> Exercise description
Can you reproduce every one of the rows below word for word, leaving out the pictures?

---------- Material supplied

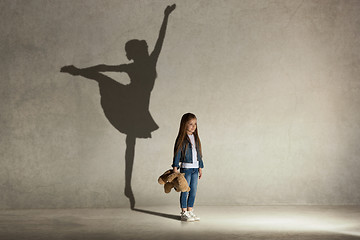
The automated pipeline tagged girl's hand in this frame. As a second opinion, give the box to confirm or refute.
[164,4,176,16]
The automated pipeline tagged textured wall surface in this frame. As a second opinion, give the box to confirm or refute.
[0,0,360,209]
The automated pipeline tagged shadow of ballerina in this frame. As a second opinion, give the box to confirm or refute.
[60,4,175,209]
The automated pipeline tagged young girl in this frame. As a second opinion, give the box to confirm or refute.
[171,113,204,221]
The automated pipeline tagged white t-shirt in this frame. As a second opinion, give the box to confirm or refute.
[181,134,199,168]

--------------------

> Written response
The automated pipeline tagged girl's hand in this frame. As a second opinion, give the box to confirm or refute.
[164,4,176,16]
The automated pipeline tagged textured wall surface in this frame. As a second opinion, give the box to confirm or refute.
[0,0,360,209]
The automated pipeline tagged shadow of ballerina in this frame. As a second opinion, give the box to confirm or refute.
[60,4,175,209]
The automated pipeline tagged young girl in this frame. As a second opinion, give the box to confirm or refute.
[171,113,204,221]
The automated pipeline tagged white t-shirt in this frame. As a second opinion, give the box to confirm or refute.
[181,134,199,168]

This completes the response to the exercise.